#### WRITTEN INSTRUCTION 1:
Shorten the paragraph of the Port Arthur text that begins "Upon entry to the grounds" to two sentences, keeping its main facts.

#### TEXT BLOCK:

Port Arthur Historic Sites is a place you simply have to visit whilst traveling through Tasmania! Not only does this place have national and international significance, but it is also part of the fascinating story of the settlement of Australia! This important place is one of 11 historic sites that together form the Australian Convicts Sites World Heritage Property! With such epic stories to tell, it is no wonder that Port Arthur Historic Sites has received UNESCO world heritage listing!
Visiting Port Arthur Historic Sites
After loads of recommendations of included the Historic Sites on our list of ‘what to do in Port Arthur’, we decided to dedicate a whole afternoon exploring the sites and grounds of this popular Port Arthur attraction.
Trying to take in the incredible history told to us by tour guides.
Trying to absorb the eerie feeling as you try to piece together the remains of what used to be a complete community.
I can tell you that an afternoon of exploration here is simply not enough! And I can understand why the ticket allows entry for two consecutive days! There is so much to see and explore here!
A super quick history:
Upon entry to the grounds, you will have the option of joining a 40 minute introductory walking tour. We had an incredibly informative tour guide who had everyone’s rapid attention as he shared the Port Athur history behind the buildings that once formed part of the bustling community of military, free men and their families together with the Port Arthur convicts.

#### WRITTEN INSTRUCTION 2:
Gather every line of the entries below that includes the word "officer".

(Excerpts from a detection dataset)
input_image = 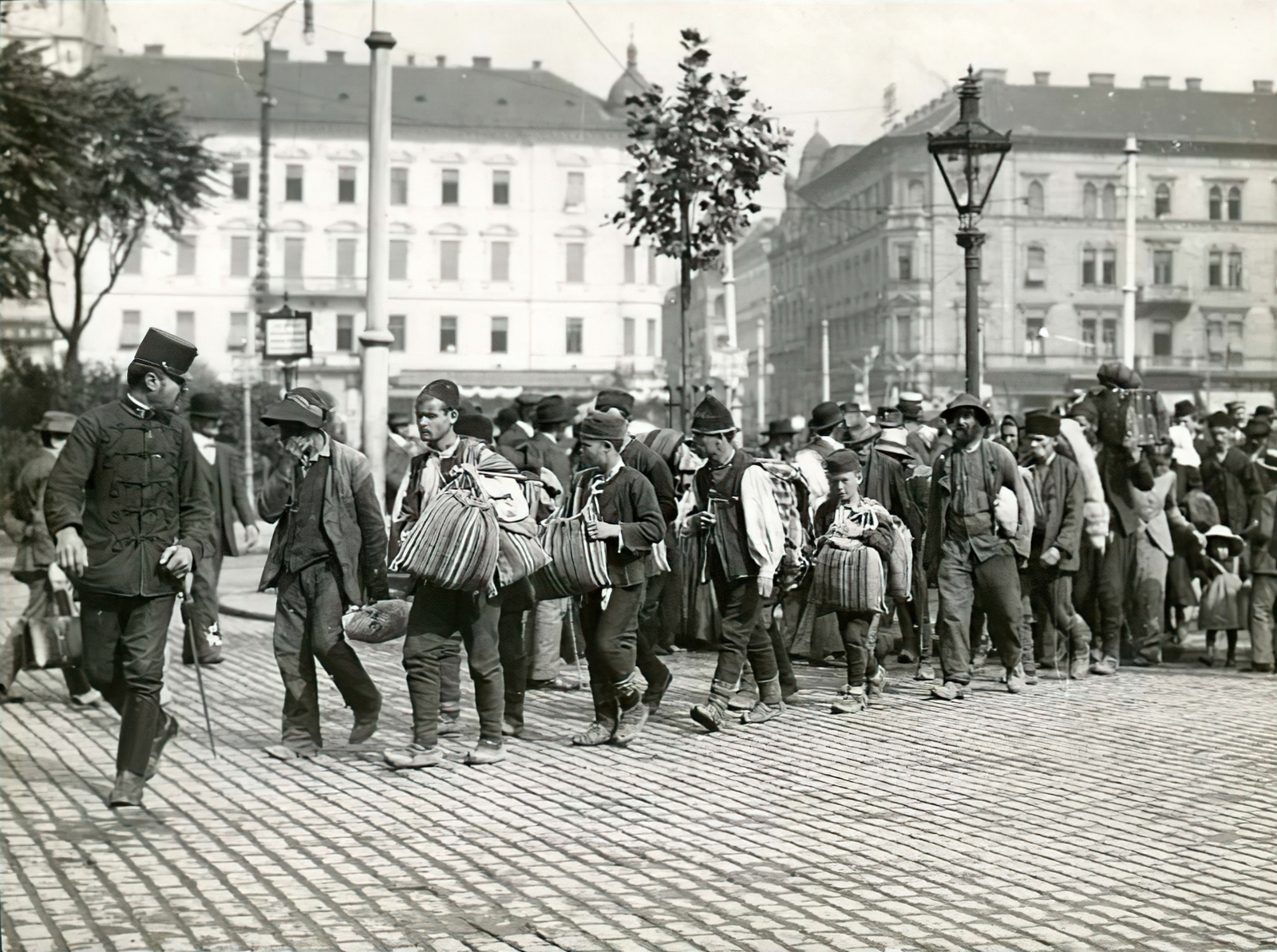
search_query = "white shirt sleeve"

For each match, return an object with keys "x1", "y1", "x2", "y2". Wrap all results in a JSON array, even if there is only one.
[{"x1": 741, "y1": 466, "x2": 785, "y2": 578}]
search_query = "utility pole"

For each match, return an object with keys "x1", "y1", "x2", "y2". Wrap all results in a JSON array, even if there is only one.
[
  {"x1": 359, "y1": 30, "x2": 394, "y2": 508},
  {"x1": 1121, "y1": 136, "x2": 1139, "y2": 370}
]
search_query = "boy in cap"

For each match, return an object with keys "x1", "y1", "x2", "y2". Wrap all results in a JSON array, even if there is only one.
[
  {"x1": 257, "y1": 387, "x2": 389, "y2": 760},
  {"x1": 0, "y1": 409, "x2": 102, "y2": 707},
  {"x1": 181, "y1": 393, "x2": 258, "y2": 665},
  {"x1": 571, "y1": 409, "x2": 666, "y2": 747},
  {"x1": 45, "y1": 328, "x2": 213, "y2": 807},
  {"x1": 923, "y1": 393, "x2": 1032, "y2": 701},
  {"x1": 683, "y1": 397, "x2": 781, "y2": 731}
]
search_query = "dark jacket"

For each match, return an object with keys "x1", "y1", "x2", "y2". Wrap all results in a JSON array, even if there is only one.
[
  {"x1": 1028, "y1": 453, "x2": 1087, "y2": 571},
  {"x1": 45, "y1": 400, "x2": 213, "y2": 597},
  {"x1": 200, "y1": 443, "x2": 257, "y2": 555},
  {"x1": 4, "y1": 449, "x2": 57, "y2": 581},
  {"x1": 572, "y1": 466, "x2": 666, "y2": 588},
  {"x1": 257, "y1": 439, "x2": 389, "y2": 605},
  {"x1": 1202, "y1": 447, "x2": 1264, "y2": 533}
]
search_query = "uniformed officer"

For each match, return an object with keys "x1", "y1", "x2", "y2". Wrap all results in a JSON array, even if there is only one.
[{"x1": 45, "y1": 328, "x2": 215, "y2": 807}]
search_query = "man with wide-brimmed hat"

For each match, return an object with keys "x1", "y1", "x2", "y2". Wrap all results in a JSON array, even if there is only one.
[
  {"x1": 0, "y1": 409, "x2": 101, "y2": 707},
  {"x1": 683, "y1": 397, "x2": 781, "y2": 731},
  {"x1": 923, "y1": 393, "x2": 1032, "y2": 701},
  {"x1": 45, "y1": 328, "x2": 213, "y2": 807},
  {"x1": 181, "y1": 393, "x2": 258, "y2": 665},
  {"x1": 257, "y1": 387, "x2": 389, "y2": 760}
]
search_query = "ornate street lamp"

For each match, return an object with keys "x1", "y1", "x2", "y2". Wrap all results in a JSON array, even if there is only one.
[{"x1": 927, "y1": 66, "x2": 1011, "y2": 400}]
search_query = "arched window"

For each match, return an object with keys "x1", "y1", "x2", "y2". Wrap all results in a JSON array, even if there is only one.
[
  {"x1": 1100, "y1": 183, "x2": 1117, "y2": 218},
  {"x1": 1026, "y1": 179, "x2": 1046, "y2": 215}
]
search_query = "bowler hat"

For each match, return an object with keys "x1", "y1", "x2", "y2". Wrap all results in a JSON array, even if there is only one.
[
  {"x1": 187, "y1": 392, "x2": 226, "y2": 420},
  {"x1": 30, "y1": 409, "x2": 75, "y2": 433},
  {"x1": 532, "y1": 393, "x2": 576, "y2": 426},
  {"x1": 594, "y1": 390, "x2": 635, "y2": 416},
  {"x1": 692, "y1": 396, "x2": 736, "y2": 436},
  {"x1": 576, "y1": 409, "x2": 626, "y2": 440},
  {"x1": 940, "y1": 393, "x2": 994, "y2": 426},
  {"x1": 807, "y1": 400, "x2": 843, "y2": 430},
  {"x1": 130, "y1": 326, "x2": 200, "y2": 383}
]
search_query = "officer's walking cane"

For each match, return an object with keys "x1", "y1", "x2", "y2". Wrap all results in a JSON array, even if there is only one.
[{"x1": 181, "y1": 571, "x2": 217, "y2": 756}]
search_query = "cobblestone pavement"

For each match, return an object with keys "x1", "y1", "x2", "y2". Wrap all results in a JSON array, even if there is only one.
[{"x1": 0, "y1": 548, "x2": 1277, "y2": 952}]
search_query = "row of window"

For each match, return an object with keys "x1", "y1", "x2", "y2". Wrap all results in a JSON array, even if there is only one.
[
  {"x1": 1024, "y1": 179, "x2": 1241, "y2": 222},
  {"x1": 231, "y1": 162, "x2": 585, "y2": 211},
  {"x1": 120, "y1": 310, "x2": 658, "y2": 357}
]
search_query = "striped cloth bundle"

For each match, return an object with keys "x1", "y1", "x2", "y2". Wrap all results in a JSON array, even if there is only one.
[
  {"x1": 532, "y1": 501, "x2": 611, "y2": 601},
  {"x1": 811, "y1": 545, "x2": 886, "y2": 613},
  {"x1": 391, "y1": 471, "x2": 500, "y2": 592}
]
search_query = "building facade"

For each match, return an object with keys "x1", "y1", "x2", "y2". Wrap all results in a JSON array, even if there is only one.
[{"x1": 769, "y1": 70, "x2": 1277, "y2": 416}]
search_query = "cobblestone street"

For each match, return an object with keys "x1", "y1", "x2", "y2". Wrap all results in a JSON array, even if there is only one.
[{"x1": 2, "y1": 560, "x2": 1277, "y2": 952}]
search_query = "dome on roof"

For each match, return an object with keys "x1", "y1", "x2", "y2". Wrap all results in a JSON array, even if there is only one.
[{"x1": 608, "y1": 42, "x2": 649, "y2": 111}]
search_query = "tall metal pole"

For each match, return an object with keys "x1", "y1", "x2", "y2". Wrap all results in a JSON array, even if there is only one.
[
  {"x1": 958, "y1": 227, "x2": 985, "y2": 400},
  {"x1": 1121, "y1": 136, "x2": 1139, "y2": 370},
  {"x1": 820, "y1": 318, "x2": 828, "y2": 402},
  {"x1": 359, "y1": 30, "x2": 394, "y2": 507}
]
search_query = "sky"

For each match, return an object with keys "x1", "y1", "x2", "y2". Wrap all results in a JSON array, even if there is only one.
[{"x1": 107, "y1": 0, "x2": 1277, "y2": 211}]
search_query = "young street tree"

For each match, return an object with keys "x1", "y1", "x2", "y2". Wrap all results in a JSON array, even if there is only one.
[
  {"x1": 0, "y1": 42, "x2": 217, "y2": 383},
  {"x1": 611, "y1": 30, "x2": 792, "y2": 429}
]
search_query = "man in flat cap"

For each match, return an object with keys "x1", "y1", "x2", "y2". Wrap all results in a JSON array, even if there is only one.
[
  {"x1": 571, "y1": 409, "x2": 668, "y2": 747},
  {"x1": 181, "y1": 393, "x2": 258, "y2": 665},
  {"x1": 923, "y1": 393, "x2": 1032, "y2": 701},
  {"x1": 1023, "y1": 413, "x2": 1090, "y2": 677},
  {"x1": 0, "y1": 409, "x2": 101, "y2": 707},
  {"x1": 45, "y1": 328, "x2": 213, "y2": 807},
  {"x1": 257, "y1": 387, "x2": 389, "y2": 760},
  {"x1": 683, "y1": 397, "x2": 781, "y2": 731}
]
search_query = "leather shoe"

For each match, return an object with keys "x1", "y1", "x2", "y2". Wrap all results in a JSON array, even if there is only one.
[{"x1": 109, "y1": 771, "x2": 147, "y2": 809}]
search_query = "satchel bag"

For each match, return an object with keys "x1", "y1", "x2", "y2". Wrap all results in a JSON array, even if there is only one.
[
  {"x1": 532, "y1": 498, "x2": 611, "y2": 592},
  {"x1": 389, "y1": 464, "x2": 500, "y2": 592}
]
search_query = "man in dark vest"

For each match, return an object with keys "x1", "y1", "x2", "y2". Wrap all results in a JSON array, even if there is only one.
[
  {"x1": 685, "y1": 397, "x2": 781, "y2": 731},
  {"x1": 181, "y1": 393, "x2": 258, "y2": 665},
  {"x1": 257, "y1": 387, "x2": 389, "y2": 760},
  {"x1": 594, "y1": 390, "x2": 678, "y2": 713},
  {"x1": 923, "y1": 393, "x2": 1032, "y2": 701},
  {"x1": 45, "y1": 328, "x2": 215, "y2": 807}
]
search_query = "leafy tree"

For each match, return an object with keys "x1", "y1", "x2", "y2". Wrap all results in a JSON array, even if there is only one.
[
  {"x1": 0, "y1": 41, "x2": 217, "y2": 379},
  {"x1": 611, "y1": 30, "x2": 792, "y2": 429}
]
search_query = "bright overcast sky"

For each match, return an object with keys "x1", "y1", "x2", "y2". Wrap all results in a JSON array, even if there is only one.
[{"x1": 107, "y1": 0, "x2": 1277, "y2": 211}]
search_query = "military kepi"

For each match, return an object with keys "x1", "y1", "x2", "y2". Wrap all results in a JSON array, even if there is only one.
[{"x1": 132, "y1": 328, "x2": 200, "y2": 383}]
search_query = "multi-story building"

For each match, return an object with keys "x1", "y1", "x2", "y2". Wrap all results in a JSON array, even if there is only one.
[
  {"x1": 10, "y1": 47, "x2": 669, "y2": 422},
  {"x1": 769, "y1": 70, "x2": 1277, "y2": 416}
]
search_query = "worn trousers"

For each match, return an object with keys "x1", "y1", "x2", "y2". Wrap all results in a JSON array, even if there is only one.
[
  {"x1": 404, "y1": 582, "x2": 506, "y2": 747},
  {"x1": 1022, "y1": 559, "x2": 1090, "y2": 667},
  {"x1": 936, "y1": 541, "x2": 1024, "y2": 684},
  {"x1": 0, "y1": 575, "x2": 93, "y2": 697},
  {"x1": 275, "y1": 562, "x2": 382, "y2": 753},
  {"x1": 81, "y1": 592, "x2": 176, "y2": 776},
  {"x1": 581, "y1": 582, "x2": 647, "y2": 724},
  {"x1": 1250, "y1": 571, "x2": 1277, "y2": 665}
]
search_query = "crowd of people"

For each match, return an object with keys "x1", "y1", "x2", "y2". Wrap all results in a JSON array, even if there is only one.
[{"x1": 0, "y1": 330, "x2": 1277, "y2": 807}]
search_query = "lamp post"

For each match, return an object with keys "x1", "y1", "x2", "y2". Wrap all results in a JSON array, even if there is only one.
[{"x1": 927, "y1": 66, "x2": 1011, "y2": 400}]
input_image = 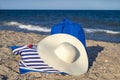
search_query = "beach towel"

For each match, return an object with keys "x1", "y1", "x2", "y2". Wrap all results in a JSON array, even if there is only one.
[
  {"x1": 10, "y1": 44, "x2": 66, "y2": 74},
  {"x1": 51, "y1": 19, "x2": 86, "y2": 46}
]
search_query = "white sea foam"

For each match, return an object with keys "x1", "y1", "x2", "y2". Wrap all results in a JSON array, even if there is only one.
[
  {"x1": 4, "y1": 21, "x2": 50, "y2": 32},
  {"x1": 4, "y1": 21, "x2": 120, "y2": 34},
  {"x1": 84, "y1": 28, "x2": 120, "y2": 34}
]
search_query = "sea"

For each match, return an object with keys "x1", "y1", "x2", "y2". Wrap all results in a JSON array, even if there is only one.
[{"x1": 0, "y1": 10, "x2": 120, "y2": 43}]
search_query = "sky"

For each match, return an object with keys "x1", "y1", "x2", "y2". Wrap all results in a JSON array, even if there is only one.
[{"x1": 0, "y1": 0, "x2": 120, "y2": 10}]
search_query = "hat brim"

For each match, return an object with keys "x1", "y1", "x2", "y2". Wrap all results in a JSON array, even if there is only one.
[{"x1": 37, "y1": 34, "x2": 88, "y2": 75}]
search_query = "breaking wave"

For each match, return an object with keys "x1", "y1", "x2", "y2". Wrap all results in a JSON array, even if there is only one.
[
  {"x1": 4, "y1": 21, "x2": 120, "y2": 35},
  {"x1": 4, "y1": 21, "x2": 50, "y2": 32}
]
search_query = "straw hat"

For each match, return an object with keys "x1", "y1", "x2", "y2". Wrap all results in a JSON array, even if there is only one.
[{"x1": 37, "y1": 34, "x2": 88, "y2": 76}]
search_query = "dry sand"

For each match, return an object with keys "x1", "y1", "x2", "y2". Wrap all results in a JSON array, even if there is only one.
[{"x1": 0, "y1": 30, "x2": 120, "y2": 80}]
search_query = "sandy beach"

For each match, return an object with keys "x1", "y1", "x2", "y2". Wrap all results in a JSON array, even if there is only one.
[{"x1": 0, "y1": 30, "x2": 120, "y2": 80}]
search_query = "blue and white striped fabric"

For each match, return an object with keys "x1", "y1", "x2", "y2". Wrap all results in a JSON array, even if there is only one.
[{"x1": 12, "y1": 45, "x2": 64, "y2": 74}]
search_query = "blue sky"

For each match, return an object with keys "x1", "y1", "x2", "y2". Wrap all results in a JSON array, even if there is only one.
[{"x1": 0, "y1": 0, "x2": 120, "y2": 10}]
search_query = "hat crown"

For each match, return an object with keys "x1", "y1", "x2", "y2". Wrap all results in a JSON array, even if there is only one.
[{"x1": 55, "y1": 42, "x2": 79, "y2": 63}]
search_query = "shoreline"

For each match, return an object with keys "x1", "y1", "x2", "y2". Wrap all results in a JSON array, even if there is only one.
[{"x1": 0, "y1": 30, "x2": 120, "y2": 80}]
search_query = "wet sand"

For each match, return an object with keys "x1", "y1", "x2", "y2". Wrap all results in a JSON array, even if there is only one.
[{"x1": 0, "y1": 30, "x2": 120, "y2": 80}]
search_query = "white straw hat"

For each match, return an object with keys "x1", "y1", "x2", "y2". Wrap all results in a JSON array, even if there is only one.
[{"x1": 37, "y1": 34, "x2": 88, "y2": 76}]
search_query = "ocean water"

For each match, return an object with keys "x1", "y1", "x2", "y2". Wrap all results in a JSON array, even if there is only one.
[{"x1": 0, "y1": 10, "x2": 120, "y2": 43}]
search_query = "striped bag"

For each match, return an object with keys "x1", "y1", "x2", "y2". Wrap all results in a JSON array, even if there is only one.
[{"x1": 11, "y1": 45, "x2": 66, "y2": 74}]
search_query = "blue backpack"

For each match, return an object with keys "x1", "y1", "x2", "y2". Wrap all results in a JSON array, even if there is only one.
[{"x1": 51, "y1": 19, "x2": 86, "y2": 46}]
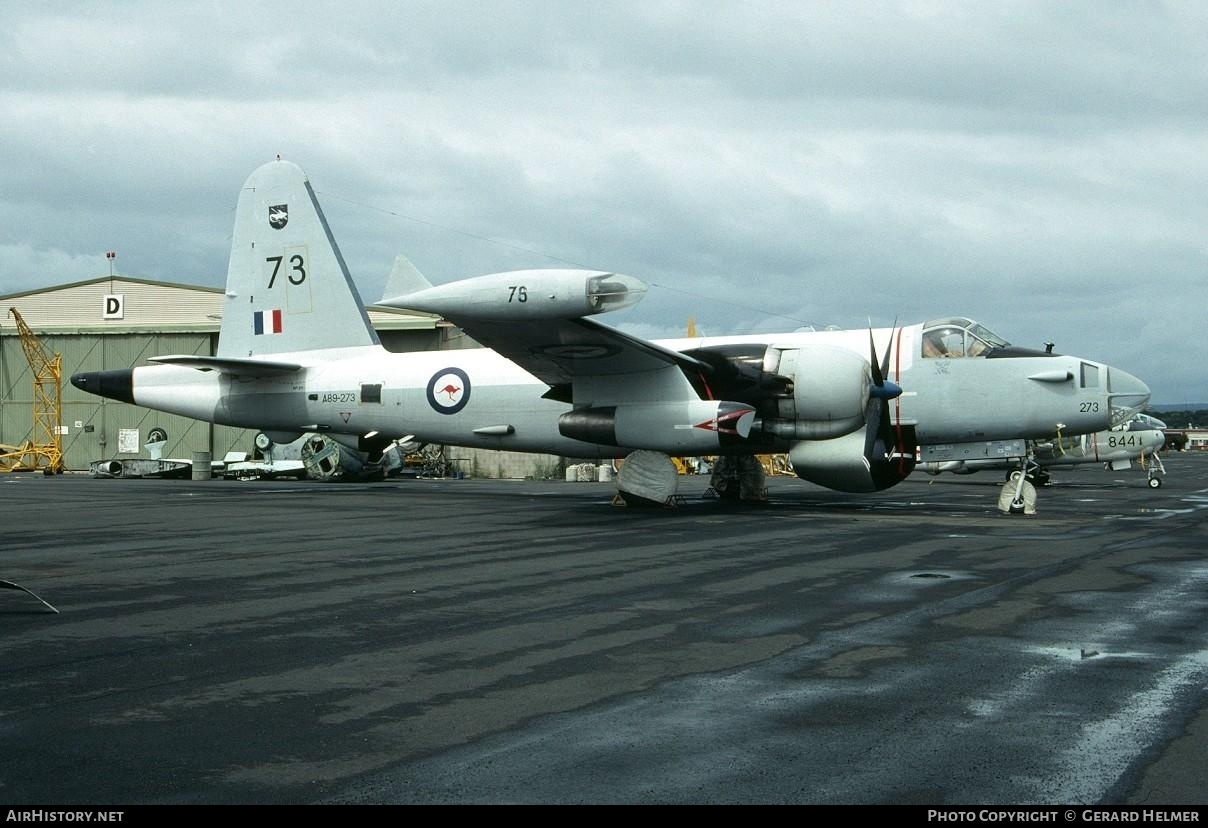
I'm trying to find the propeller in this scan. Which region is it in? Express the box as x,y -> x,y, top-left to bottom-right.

#### CORRECT ANSWER 1:
Visitors entering the grounds can join a 40-minute introductory walking tour. The guide was very informative and held everyone's attention while telling the history of the buildings, which once belonged to a busy community of military, free men and their families, and convicts.

#### CORRECT ANSWER 2:
search_query = "uniformed officer"
search_query = "officer's walking cane"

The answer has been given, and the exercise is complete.